TASK DATA:
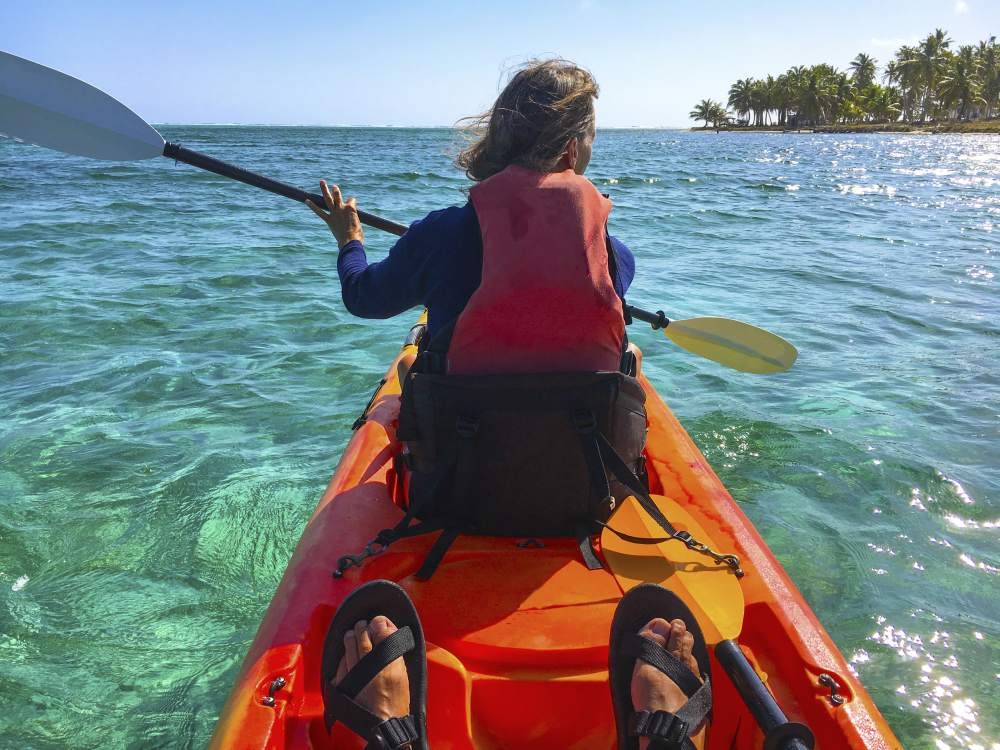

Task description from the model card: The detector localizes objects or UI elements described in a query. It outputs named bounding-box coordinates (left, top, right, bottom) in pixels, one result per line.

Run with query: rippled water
left=0, top=127, right=1000, bottom=750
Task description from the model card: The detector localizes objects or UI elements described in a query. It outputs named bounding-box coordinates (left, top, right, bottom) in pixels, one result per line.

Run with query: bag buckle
left=455, top=414, right=479, bottom=438
left=571, top=409, right=597, bottom=435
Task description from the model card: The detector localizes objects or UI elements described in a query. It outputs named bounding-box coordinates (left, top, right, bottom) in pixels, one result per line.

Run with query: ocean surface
left=0, top=126, right=1000, bottom=750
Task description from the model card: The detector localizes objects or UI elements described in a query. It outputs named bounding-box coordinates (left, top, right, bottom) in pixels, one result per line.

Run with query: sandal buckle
left=368, top=715, right=420, bottom=750
left=629, top=711, right=689, bottom=750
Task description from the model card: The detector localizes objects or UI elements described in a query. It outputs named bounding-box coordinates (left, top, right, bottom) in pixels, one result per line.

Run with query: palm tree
left=938, top=44, right=986, bottom=120
left=728, top=78, right=753, bottom=125
left=688, top=99, right=722, bottom=128
left=867, top=84, right=902, bottom=122
left=699, top=102, right=729, bottom=128
left=848, top=52, right=878, bottom=89
left=976, top=36, right=1000, bottom=119
left=907, top=29, right=951, bottom=120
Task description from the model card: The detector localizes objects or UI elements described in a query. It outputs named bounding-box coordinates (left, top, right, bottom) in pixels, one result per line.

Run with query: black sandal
left=608, top=583, right=712, bottom=750
left=322, top=581, right=428, bottom=750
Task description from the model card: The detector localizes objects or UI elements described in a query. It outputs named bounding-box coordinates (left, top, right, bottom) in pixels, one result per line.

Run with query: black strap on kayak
left=333, top=415, right=479, bottom=581
left=351, top=378, right=386, bottom=431
left=596, top=433, right=744, bottom=578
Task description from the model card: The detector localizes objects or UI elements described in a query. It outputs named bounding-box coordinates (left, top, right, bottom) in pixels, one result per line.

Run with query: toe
left=368, top=615, right=398, bottom=643
left=354, top=620, right=372, bottom=658
left=344, top=630, right=358, bottom=671
left=667, top=620, right=687, bottom=656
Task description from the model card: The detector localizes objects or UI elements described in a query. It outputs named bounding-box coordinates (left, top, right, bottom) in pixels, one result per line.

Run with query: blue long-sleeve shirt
left=337, top=203, right=635, bottom=336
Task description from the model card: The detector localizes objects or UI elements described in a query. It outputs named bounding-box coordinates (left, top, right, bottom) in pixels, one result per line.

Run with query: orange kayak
left=212, top=320, right=902, bottom=750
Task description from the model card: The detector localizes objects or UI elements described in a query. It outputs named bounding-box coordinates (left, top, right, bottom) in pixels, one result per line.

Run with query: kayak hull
left=212, top=330, right=901, bottom=750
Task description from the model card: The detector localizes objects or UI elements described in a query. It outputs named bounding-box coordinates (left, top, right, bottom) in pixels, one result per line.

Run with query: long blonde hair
left=455, top=59, right=598, bottom=181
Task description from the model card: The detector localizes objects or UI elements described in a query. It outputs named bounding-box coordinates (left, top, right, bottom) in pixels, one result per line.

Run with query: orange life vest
left=447, top=166, right=625, bottom=375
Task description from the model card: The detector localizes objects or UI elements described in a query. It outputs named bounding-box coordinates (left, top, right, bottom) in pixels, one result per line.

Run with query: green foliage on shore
left=690, top=29, right=1000, bottom=132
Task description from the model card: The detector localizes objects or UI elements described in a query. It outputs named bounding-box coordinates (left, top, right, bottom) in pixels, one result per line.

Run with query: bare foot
left=336, top=615, right=410, bottom=719
left=632, top=617, right=705, bottom=750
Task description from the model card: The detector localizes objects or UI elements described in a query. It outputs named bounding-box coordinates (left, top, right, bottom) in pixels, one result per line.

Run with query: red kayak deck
left=212, top=340, right=901, bottom=750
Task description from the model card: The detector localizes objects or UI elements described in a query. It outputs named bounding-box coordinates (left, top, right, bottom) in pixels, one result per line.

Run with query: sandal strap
left=624, top=633, right=707, bottom=698
left=365, top=714, right=420, bottom=750
left=336, top=625, right=416, bottom=698
left=628, top=711, right=691, bottom=750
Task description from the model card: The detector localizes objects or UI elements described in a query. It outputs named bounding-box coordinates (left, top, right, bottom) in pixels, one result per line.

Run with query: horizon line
left=153, top=122, right=691, bottom=131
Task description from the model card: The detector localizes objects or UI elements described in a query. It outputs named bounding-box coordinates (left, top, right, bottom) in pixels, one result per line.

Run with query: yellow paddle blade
left=663, top=317, right=799, bottom=375
left=601, top=495, right=744, bottom=645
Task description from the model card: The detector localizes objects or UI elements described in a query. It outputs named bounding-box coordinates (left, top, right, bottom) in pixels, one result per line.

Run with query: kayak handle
left=715, top=639, right=816, bottom=750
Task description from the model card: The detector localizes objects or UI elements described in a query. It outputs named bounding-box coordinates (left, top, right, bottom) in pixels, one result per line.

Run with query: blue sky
left=0, top=0, right=1000, bottom=127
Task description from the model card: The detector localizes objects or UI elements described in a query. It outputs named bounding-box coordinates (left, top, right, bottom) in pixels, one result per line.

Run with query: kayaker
left=308, top=60, right=635, bottom=382
left=309, top=60, right=652, bottom=578
left=323, top=580, right=712, bottom=750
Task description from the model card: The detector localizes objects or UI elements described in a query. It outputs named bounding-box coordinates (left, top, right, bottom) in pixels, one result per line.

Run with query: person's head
left=456, top=60, right=598, bottom=181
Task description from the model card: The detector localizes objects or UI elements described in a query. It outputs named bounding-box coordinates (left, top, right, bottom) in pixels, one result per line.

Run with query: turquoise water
left=0, top=127, right=1000, bottom=750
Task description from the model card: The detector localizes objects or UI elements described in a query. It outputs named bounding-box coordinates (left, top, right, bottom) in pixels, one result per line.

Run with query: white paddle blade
left=0, top=52, right=164, bottom=161
left=663, top=317, right=799, bottom=375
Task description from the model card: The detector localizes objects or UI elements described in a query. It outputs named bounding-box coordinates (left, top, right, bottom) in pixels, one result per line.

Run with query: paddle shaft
left=715, top=640, right=816, bottom=750
left=163, top=141, right=764, bottom=356
left=163, top=141, right=406, bottom=236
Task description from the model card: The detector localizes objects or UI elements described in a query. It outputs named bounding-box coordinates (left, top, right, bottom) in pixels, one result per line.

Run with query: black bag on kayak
left=397, top=372, right=646, bottom=537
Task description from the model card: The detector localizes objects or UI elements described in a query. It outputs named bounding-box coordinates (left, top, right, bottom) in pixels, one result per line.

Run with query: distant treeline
left=691, top=29, right=1000, bottom=128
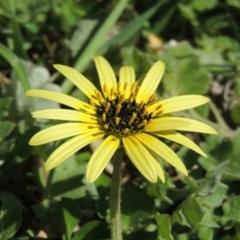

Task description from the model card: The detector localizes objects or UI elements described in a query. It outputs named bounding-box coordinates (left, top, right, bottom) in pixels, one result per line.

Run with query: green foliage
left=0, top=0, right=240, bottom=240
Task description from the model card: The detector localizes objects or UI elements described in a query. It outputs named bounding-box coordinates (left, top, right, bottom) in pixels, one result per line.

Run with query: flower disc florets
left=95, top=84, right=156, bottom=138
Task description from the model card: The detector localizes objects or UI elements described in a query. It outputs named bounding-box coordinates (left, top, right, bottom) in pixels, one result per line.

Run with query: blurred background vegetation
left=0, top=0, right=240, bottom=240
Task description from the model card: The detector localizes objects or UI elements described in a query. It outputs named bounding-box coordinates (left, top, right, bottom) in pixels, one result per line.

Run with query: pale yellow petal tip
left=153, top=60, right=165, bottom=71
left=94, top=56, right=104, bottom=61
left=45, top=161, right=56, bottom=171
left=85, top=171, right=99, bottom=183
left=53, top=63, right=66, bottom=71
left=158, top=176, right=166, bottom=183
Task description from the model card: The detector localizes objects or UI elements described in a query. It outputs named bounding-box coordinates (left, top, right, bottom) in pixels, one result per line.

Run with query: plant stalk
left=109, top=149, right=122, bottom=240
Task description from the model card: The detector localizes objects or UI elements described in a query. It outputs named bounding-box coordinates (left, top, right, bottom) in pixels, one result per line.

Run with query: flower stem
left=109, top=149, right=122, bottom=240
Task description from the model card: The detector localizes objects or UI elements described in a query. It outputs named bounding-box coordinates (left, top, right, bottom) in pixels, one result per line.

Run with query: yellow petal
left=153, top=131, right=207, bottom=158
left=119, top=66, right=135, bottom=99
left=167, top=117, right=217, bottom=134
left=29, top=123, right=100, bottom=146
left=86, top=136, right=120, bottom=183
left=45, top=130, right=104, bottom=171
left=53, top=64, right=96, bottom=98
left=144, top=117, right=189, bottom=132
left=25, top=89, right=96, bottom=114
left=136, top=61, right=165, bottom=103
left=122, top=134, right=157, bottom=182
left=32, top=109, right=97, bottom=123
left=135, top=133, right=188, bottom=175
left=152, top=160, right=165, bottom=183
left=146, top=148, right=165, bottom=183
left=148, top=95, right=209, bottom=115
left=95, top=56, right=117, bottom=97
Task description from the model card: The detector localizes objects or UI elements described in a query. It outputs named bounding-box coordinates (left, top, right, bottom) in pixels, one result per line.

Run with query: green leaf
left=161, top=42, right=211, bottom=96
left=197, top=183, right=229, bottom=208
left=121, top=183, right=154, bottom=231
left=155, top=213, right=173, bottom=240
left=191, top=0, right=218, bottom=12
left=173, top=196, right=204, bottom=228
left=198, top=226, right=214, bottom=240
left=0, top=196, right=22, bottom=240
left=62, top=0, right=128, bottom=93
left=0, top=121, right=16, bottom=141
left=72, top=221, right=110, bottom=240
left=196, top=161, right=230, bottom=196
left=100, top=1, right=163, bottom=51
left=48, top=153, right=89, bottom=200
left=0, top=97, right=13, bottom=120
left=201, top=209, right=221, bottom=228
left=0, top=43, right=33, bottom=109
left=61, top=198, right=81, bottom=240
left=223, top=196, right=240, bottom=222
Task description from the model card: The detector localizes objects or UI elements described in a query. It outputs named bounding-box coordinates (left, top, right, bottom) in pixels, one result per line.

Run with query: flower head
left=26, top=56, right=216, bottom=182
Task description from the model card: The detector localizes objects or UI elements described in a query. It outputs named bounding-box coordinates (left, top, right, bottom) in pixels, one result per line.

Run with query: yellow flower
left=26, top=56, right=216, bottom=182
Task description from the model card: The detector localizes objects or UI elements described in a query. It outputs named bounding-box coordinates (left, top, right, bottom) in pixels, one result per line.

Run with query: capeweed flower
left=26, top=56, right=216, bottom=182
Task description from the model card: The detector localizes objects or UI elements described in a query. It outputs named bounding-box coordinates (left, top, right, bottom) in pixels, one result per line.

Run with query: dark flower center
left=95, top=97, right=152, bottom=138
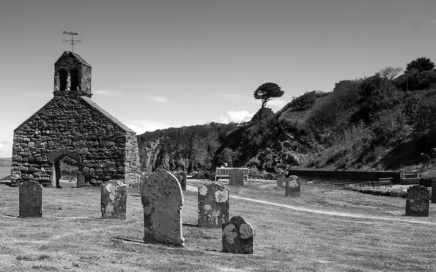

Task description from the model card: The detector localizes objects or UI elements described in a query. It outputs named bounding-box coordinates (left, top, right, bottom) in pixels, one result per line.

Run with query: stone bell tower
left=53, top=51, right=92, bottom=97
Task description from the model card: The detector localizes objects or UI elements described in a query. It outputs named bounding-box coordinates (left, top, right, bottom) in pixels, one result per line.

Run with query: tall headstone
left=222, top=216, right=254, bottom=254
left=101, top=180, right=127, bottom=220
left=406, top=185, right=430, bottom=216
left=179, top=171, right=187, bottom=191
left=431, top=179, right=436, bottom=203
left=198, top=183, right=229, bottom=228
left=277, top=175, right=286, bottom=189
left=18, top=180, right=42, bottom=218
left=285, top=175, right=300, bottom=197
left=140, top=170, right=185, bottom=246
left=229, top=169, right=244, bottom=186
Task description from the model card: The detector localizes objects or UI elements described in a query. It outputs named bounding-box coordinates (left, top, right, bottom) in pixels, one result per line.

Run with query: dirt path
left=186, top=185, right=436, bottom=226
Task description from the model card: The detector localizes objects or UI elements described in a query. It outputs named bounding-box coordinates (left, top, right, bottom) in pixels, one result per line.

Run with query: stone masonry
left=11, top=51, right=139, bottom=186
left=18, top=181, right=42, bottom=218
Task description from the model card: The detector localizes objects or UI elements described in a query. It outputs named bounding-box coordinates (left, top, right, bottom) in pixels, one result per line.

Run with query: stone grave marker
left=101, top=180, right=127, bottom=220
left=179, top=171, right=187, bottom=191
left=18, top=180, right=42, bottom=218
left=140, top=170, right=185, bottom=246
left=431, top=179, right=436, bottom=203
left=285, top=175, right=300, bottom=197
left=406, top=185, right=430, bottom=216
left=277, top=175, right=286, bottom=189
left=222, top=216, right=254, bottom=254
left=229, top=169, right=244, bottom=186
left=198, top=183, right=229, bottom=228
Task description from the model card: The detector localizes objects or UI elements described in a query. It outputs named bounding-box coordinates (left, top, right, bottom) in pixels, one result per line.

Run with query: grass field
left=0, top=180, right=436, bottom=272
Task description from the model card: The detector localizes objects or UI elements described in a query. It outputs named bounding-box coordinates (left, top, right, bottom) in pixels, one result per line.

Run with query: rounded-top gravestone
left=198, top=183, right=229, bottom=228
left=18, top=180, right=42, bottom=218
left=222, top=216, right=254, bottom=254
left=285, top=175, right=300, bottom=197
left=406, top=185, right=430, bottom=217
left=140, top=170, right=185, bottom=246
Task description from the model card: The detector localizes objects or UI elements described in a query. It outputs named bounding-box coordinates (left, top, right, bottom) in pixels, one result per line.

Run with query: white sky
left=0, top=0, right=436, bottom=157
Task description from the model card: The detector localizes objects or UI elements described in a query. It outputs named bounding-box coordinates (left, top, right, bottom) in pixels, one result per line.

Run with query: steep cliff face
left=138, top=123, right=236, bottom=172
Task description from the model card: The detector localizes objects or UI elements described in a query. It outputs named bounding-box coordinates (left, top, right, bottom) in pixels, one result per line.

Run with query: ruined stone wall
left=11, top=95, right=139, bottom=185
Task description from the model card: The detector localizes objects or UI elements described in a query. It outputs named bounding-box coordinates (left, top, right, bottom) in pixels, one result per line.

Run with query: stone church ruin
left=11, top=51, right=139, bottom=187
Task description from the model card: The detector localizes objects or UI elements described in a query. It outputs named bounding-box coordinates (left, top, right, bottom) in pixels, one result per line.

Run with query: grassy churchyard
left=0, top=180, right=436, bottom=272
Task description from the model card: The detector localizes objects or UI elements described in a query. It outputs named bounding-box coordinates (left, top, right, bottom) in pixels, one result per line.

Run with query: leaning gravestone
left=222, top=216, right=254, bottom=254
left=406, top=185, right=430, bottom=216
left=277, top=175, right=286, bottom=189
left=140, top=170, right=185, bottom=246
left=431, top=179, right=436, bottom=203
left=229, top=169, right=244, bottom=186
left=18, top=180, right=42, bottom=218
left=179, top=171, right=187, bottom=191
left=101, top=180, right=127, bottom=220
left=285, top=175, right=300, bottom=197
left=198, top=183, right=229, bottom=228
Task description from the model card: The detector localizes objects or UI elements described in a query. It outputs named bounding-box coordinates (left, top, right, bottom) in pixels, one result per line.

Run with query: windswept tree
left=406, top=57, right=435, bottom=73
left=254, top=82, right=285, bottom=121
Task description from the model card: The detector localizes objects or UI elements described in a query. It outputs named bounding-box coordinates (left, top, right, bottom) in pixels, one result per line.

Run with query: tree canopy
left=406, top=57, right=435, bottom=73
left=254, top=82, right=285, bottom=121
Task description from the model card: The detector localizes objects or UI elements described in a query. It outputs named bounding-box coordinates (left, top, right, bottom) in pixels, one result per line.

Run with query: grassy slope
left=0, top=181, right=436, bottom=271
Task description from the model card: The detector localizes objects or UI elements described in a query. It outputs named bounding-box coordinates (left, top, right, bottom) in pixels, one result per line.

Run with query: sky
left=0, top=0, right=436, bottom=157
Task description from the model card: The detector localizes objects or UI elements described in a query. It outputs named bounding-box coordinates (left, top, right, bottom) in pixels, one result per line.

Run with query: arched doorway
left=47, top=149, right=85, bottom=188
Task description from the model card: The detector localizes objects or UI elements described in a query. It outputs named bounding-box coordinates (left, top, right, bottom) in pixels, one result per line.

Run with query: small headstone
left=285, top=175, right=300, bottom=197
left=19, top=180, right=42, bottom=218
left=406, top=185, right=430, bottom=216
left=229, top=169, right=244, bottom=186
left=198, top=183, right=229, bottom=228
left=101, top=180, right=127, bottom=220
left=179, top=171, right=187, bottom=191
left=277, top=175, right=286, bottom=189
left=430, top=179, right=436, bottom=203
left=140, top=170, right=185, bottom=246
left=222, top=216, right=254, bottom=254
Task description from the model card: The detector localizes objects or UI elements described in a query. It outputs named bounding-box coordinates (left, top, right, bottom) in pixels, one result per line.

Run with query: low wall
left=288, top=169, right=401, bottom=184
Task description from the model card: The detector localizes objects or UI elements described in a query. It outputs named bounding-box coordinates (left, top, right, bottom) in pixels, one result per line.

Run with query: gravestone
left=431, top=179, right=436, bottom=203
left=277, top=175, right=286, bottom=189
left=285, top=175, right=300, bottom=197
left=198, top=183, right=229, bottom=228
left=406, top=185, right=430, bottom=216
left=229, top=169, right=244, bottom=186
left=101, top=180, right=127, bottom=220
left=179, top=171, right=187, bottom=191
left=18, top=180, right=42, bottom=218
left=140, top=170, right=185, bottom=246
left=222, top=216, right=254, bottom=254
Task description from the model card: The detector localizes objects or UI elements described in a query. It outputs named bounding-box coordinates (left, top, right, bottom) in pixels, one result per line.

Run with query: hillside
left=138, top=62, right=436, bottom=174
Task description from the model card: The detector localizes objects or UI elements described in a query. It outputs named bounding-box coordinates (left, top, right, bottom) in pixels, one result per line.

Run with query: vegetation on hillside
left=139, top=58, right=436, bottom=174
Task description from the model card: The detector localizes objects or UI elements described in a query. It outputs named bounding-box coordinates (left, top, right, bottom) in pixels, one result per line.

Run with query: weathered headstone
left=229, top=169, right=244, bottom=186
left=179, top=171, right=187, bottom=191
left=198, top=183, right=229, bottom=228
left=101, top=180, right=127, bottom=220
left=285, top=175, right=300, bottom=197
left=19, top=180, right=42, bottom=218
left=431, top=179, right=436, bottom=203
left=222, top=216, right=254, bottom=254
left=140, top=170, right=185, bottom=246
left=406, top=185, right=430, bottom=216
left=277, top=175, right=286, bottom=189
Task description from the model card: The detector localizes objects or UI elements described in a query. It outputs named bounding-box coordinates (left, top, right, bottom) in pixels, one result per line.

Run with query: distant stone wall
left=288, top=169, right=401, bottom=183
left=11, top=94, right=139, bottom=185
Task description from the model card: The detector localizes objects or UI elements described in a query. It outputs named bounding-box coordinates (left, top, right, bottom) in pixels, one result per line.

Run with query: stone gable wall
left=11, top=95, right=139, bottom=185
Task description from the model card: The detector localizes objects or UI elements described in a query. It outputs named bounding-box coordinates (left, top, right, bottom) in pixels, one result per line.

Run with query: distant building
left=11, top=51, right=140, bottom=187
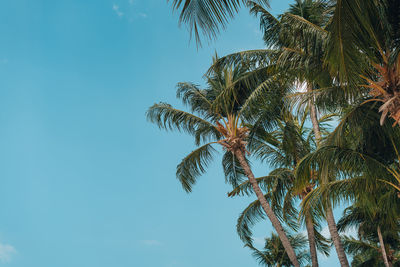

DO THIS:
Reproduce the records from their beginning through the line containing "left=629, top=711, right=689, bottom=750", including that line. Leave the pictures out of your answer.

OUTPUT FOR THIS TASK:
Task description from the model card: The detector localizes objects or UI elements described in a query. It outputs named bounding-box coordinates (left, top, right, bottom) in pixels, one result per line.

Run with query: rippled water
left=0, top=127, right=1000, bottom=750
Task description from the model card: The detector localizes objects or UI elements described in a query. It outputs named bounding-box coordinates (left, top, right, bottom) in pixels, one result per line.

Run with query: bag buckle
left=455, top=414, right=479, bottom=438
left=571, top=409, right=597, bottom=435
Task description from the model card: The detector localizes objects or UI elements described in a query. It outputs named bounding-box coordinates (left, top, right, bottom) in pixels, one result per line.

Run with query: ocean surface
left=0, top=126, right=1000, bottom=750
Task description from the model card: The detector localizes objects or UI elements described in a query. It outputs named bounding-box coordinates (left, top, right, bottom) in pixels, one result per line.

Run with query: sandal buckle
left=368, top=715, right=420, bottom=750
left=629, top=711, right=689, bottom=750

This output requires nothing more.